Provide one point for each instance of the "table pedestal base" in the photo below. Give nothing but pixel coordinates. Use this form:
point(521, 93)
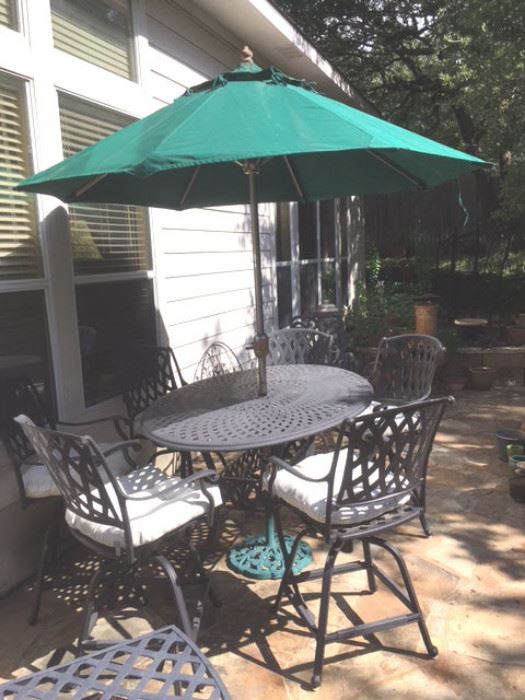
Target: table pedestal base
point(261, 556)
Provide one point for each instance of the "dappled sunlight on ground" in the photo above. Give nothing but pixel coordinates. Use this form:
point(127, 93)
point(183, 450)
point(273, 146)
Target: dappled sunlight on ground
point(469, 577)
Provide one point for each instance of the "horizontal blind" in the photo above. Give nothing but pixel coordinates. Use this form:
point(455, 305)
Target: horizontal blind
point(104, 237)
point(97, 31)
point(19, 248)
point(7, 13)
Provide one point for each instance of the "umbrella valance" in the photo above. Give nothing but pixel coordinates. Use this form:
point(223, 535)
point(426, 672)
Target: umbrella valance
point(186, 154)
point(251, 135)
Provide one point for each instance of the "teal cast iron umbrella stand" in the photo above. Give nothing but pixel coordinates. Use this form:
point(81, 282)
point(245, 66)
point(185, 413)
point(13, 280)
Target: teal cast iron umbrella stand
point(187, 155)
point(261, 556)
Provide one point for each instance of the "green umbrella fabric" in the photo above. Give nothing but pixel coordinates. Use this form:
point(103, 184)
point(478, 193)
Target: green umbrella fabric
point(311, 147)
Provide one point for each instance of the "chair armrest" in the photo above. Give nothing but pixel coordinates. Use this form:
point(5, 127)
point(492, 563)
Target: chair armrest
point(118, 422)
point(124, 445)
point(277, 463)
point(164, 487)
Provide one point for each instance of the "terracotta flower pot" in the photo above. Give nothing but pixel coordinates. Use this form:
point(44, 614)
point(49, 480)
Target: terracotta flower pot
point(426, 318)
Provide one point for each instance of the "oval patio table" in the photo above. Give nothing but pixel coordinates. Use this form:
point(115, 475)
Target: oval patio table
point(225, 414)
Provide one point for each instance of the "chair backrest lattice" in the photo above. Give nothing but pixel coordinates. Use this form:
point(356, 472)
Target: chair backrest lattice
point(405, 366)
point(334, 327)
point(20, 395)
point(387, 455)
point(300, 346)
point(146, 374)
point(218, 359)
point(81, 474)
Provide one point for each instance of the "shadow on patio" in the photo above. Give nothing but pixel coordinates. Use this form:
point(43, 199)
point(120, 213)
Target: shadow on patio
point(469, 578)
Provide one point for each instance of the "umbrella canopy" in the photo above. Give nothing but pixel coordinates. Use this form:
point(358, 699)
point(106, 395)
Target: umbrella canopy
point(293, 144)
point(185, 155)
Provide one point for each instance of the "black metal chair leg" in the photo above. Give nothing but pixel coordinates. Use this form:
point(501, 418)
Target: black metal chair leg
point(178, 596)
point(90, 614)
point(199, 567)
point(288, 558)
point(372, 585)
point(323, 614)
point(49, 546)
point(424, 524)
point(431, 649)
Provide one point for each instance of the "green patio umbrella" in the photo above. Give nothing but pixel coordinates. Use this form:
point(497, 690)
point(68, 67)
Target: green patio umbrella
point(251, 135)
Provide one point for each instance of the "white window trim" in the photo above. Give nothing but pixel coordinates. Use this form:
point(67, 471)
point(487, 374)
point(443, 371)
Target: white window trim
point(29, 54)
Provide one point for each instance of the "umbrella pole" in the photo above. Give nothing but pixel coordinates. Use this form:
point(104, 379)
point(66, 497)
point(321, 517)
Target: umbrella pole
point(260, 342)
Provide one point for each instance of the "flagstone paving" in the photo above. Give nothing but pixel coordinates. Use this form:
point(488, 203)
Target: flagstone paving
point(469, 577)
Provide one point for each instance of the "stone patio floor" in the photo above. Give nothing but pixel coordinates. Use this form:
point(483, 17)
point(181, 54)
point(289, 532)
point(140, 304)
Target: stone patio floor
point(469, 577)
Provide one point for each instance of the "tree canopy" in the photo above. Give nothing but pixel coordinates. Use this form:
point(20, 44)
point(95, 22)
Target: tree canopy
point(453, 70)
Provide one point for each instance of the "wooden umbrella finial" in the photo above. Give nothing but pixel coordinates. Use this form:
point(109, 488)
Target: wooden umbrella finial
point(246, 55)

◇ ◇ ◇ ◇

## Try it
Write every record out again exactly; no pictures belong in the copy.

## Completed exercise
Provide one point for each instance of the "table pedestal base" in the photo below. Give nothing but pixel coordinates. Use this form:
point(521, 93)
Target: table pedestal base
point(261, 556)
Provide one point for each instance of the "dappled sunlight on ground" in the photo above. Give nothing but pixel coordinates. Use this form:
point(127, 93)
point(183, 450)
point(273, 146)
Target: dappled sunlight on ground
point(469, 577)
Provide one point for each instance of the "horizontal blind" in the photo above. Give nothing but pixel coordinates. Use this form:
point(455, 305)
Target: horizontal blind
point(104, 237)
point(97, 31)
point(19, 248)
point(7, 13)
Provide one point for each instance of the "umbrella valance" in the photo above. Give nothing but pixel coordinates. Use this form:
point(223, 535)
point(426, 672)
Target: umbrella valance
point(186, 154)
point(251, 135)
Provide one point for each instance of the "teal cast iron umbrella stand" in the photo above. Give nothing but pixel coordinates. Use this form:
point(81, 282)
point(245, 66)
point(185, 413)
point(13, 280)
Target: teal cast iron umbrella stand
point(187, 155)
point(261, 556)
Provide one point for each instance of the "green umbrella fabric" in the photo above. Give nothing but pixel coordinates. Use this form:
point(103, 184)
point(478, 193)
Target: green umbrella fabric
point(311, 147)
Provide one point for each instance of the "chair armrest" in the photo above. Give nothing but pixel coordinates. Use this form:
point(5, 127)
point(492, 563)
Target: chair armrest
point(118, 422)
point(124, 445)
point(277, 463)
point(164, 487)
Provide one point for each instance of the "terracotta flower pot" in the photo above. Give nothing but pixel coordinates. Use this form:
point(44, 614)
point(49, 480)
Target: terracotta flower pot
point(426, 318)
Provide one point for each instance of the "oval patio table" in the photo above. Give nothing but pixel coordinates. Use this form:
point(115, 475)
Target: oval patio table
point(225, 414)
Provide one point for each instance of the "chair backrest lattice" in the photo above. Give nothing but pixel coordinates. Use this form:
point(356, 472)
Target: chair backrest lattice
point(405, 366)
point(334, 327)
point(20, 395)
point(387, 455)
point(300, 346)
point(146, 374)
point(218, 359)
point(81, 474)
Provide one point for each instance of the "shadow on patio" in the photo above. Give nothing but pixel coordinates. Use this form:
point(43, 199)
point(120, 213)
Target: shadow on patio
point(469, 578)
Provide one point for each instance of the "umbrella canopy" in the photo above. Give nothing but pixel coordinates. Use this form:
point(358, 699)
point(106, 395)
Target: umbrella canopy
point(293, 144)
point(185, 155)
Provide one point for each instance of the "black metal chair leg" in the photo above. Give nothing but pixel coordinates. Use this form:
point(501, 418)
Target: black metal chair leg
point(178, 596)
point(90, 614)
point(199, 567)
point(288, 558)
point(372, 585)
point(323, 614)
point(49, 546)
point(424, 524)
point(431, 649)
Provide one point for each instance of the "green patio umbrella" in the photo above. Give nothing but pixel coordinates. Use this form:
point(497, 690)
point(68, 67)
Target: green patio umbrella
point(251, 135)
Provide one point for each instance of the "white window trim" in the photo above. Give nothing but pixel coordinates. Use this form:
point(67, 471)
point(487, 374)
point(443, 371)
Target: white window trim
point(29, 54)
Provide one point for each instance of the "umbrella pole" in the photo above. Give nothing but pixel coordinates. Use this form:
point(104, 379)
point(66, 497)
point(321, 517)
Target: umbrella pole
point(260, 342)
Provide one point for each instance of the "flagstone paving" in the photo above. Give nothing but pixel coordinates. Use this form:
point(488, 203)
Target: flagstone paving
point(469, 577)
Provide one point for each instance of the "stone patio floor" in the photo above. Give nothing but pixel coordinates. Use this form:
point(483, 17)
point(181, 54)
point(289, 532)
point(140, 304)
Target: stone patio floor
point(469, 577)
Provide one point for each instance of the "tree canopy" in the photo above. Give nothing but pixel coordinates. Use this form:
point(20, 44)
point(95, 22)
Target: tree canopy
point(453, 70)
Provide one point for each instance of the "wooden umbrella finial" in the photo above. Give nothing but pixel coordinates. Use this form:
point(109, 488)
Target: wooden umbrella finial
point(246, 55)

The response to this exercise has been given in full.